* [REQUIRED WORK] Your task is to reproduce exactly the lines from the line with "Exercise. Point to the stainless steel range" through the end of the records below.

* [RECORDS FOR THIS EXERCISE]
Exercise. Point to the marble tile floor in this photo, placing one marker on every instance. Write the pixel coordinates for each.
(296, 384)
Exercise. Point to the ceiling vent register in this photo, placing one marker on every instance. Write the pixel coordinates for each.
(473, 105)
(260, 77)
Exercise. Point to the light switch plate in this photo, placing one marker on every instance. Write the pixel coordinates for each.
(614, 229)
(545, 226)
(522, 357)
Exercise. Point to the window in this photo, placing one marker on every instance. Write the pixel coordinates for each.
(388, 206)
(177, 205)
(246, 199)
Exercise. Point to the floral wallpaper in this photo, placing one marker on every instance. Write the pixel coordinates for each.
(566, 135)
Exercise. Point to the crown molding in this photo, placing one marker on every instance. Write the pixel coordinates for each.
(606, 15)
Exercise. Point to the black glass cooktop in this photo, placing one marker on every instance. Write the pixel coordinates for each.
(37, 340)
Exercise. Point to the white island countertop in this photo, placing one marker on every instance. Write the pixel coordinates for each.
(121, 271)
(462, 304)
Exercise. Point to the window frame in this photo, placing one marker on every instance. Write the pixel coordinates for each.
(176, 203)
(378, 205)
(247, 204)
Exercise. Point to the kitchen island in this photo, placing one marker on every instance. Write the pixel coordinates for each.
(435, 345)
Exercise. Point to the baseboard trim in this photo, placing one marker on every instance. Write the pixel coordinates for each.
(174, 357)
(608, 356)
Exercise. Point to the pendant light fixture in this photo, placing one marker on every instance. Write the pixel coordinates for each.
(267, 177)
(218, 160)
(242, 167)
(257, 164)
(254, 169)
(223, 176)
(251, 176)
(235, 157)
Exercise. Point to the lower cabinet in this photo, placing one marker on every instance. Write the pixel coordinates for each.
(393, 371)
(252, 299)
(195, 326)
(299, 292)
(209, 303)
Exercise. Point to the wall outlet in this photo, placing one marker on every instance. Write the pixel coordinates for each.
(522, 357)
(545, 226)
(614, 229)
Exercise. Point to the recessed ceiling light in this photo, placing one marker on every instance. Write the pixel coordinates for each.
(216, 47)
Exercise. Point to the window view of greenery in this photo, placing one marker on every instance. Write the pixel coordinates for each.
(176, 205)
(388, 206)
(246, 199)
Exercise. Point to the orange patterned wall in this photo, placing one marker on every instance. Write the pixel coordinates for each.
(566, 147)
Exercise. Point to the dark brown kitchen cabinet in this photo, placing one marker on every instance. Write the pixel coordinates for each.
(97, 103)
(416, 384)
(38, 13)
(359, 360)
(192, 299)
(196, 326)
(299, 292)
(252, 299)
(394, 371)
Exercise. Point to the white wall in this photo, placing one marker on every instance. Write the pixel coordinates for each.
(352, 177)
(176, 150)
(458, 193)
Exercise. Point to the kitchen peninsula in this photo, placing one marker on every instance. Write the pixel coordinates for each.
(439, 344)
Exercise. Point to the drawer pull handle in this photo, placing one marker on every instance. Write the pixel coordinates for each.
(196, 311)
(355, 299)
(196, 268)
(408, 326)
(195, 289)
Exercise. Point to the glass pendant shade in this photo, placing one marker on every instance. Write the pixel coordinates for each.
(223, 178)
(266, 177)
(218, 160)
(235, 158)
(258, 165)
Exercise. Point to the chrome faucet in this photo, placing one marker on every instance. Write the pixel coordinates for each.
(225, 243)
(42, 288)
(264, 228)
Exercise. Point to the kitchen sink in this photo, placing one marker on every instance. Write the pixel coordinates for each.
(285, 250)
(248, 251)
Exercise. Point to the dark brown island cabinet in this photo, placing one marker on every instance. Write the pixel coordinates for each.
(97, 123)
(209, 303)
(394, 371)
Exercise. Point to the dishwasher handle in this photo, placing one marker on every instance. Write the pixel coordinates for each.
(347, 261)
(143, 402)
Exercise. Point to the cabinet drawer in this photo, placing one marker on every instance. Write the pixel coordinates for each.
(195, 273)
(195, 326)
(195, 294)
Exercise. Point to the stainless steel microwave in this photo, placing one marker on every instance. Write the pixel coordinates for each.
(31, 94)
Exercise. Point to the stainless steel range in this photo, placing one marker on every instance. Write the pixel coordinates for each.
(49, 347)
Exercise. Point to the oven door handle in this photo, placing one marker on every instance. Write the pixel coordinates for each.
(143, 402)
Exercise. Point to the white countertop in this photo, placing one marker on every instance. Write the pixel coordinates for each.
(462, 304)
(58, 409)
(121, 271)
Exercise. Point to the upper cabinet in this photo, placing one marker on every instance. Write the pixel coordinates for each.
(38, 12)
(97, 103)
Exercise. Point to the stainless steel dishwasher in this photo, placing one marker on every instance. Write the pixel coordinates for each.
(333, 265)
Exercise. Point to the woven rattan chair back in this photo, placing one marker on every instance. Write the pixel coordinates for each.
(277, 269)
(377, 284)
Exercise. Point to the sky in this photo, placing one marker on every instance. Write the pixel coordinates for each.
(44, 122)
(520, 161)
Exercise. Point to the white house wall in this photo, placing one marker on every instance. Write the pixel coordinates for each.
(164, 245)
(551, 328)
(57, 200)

* [SOLUTION FOR THIS PROBLEM]
Exercise. Point to the stainless steel range in this photo, placing one marker on every instance. Write the pixel coordinates for each.
(49, 347)
Exercise. Point to the oven door handle in this photo, placing one marker on every instance. Write the pixel coordinates for each.
(143, 402)
Exercise. Point to the white countertop in this photo, placing one marker on every instance. Write the pixel coordinates for each.
(462, 304)
(58, 409)
(121, 271)
Exercise. Point to the upper cabinet in this photo, placing one marker on every instance. Write the pixel coordinates for each.
(38, 12)
(97, 103)
Exercise. Point to the stainless steel dishwasher in this photo, placing one marker on every instance. Write the pixel coordinates for each.
(333, 265)
Exercise. Point to the woven rattan chair back in this photo, placing one marker on every instance. Write the pixel coordinates for each.
(277, 269)
(377, 284)
Exercise. Point to the sky in this photo, placing one marker on every instance. Write the pixel coordinates for each.
(44, 122)
(520, 161)
Exercise. Point to the white house wall in this photo, placing one marker on every instance. Write the pixel coordinates for each.
(164, 245)
(551, 328)
(57, 200)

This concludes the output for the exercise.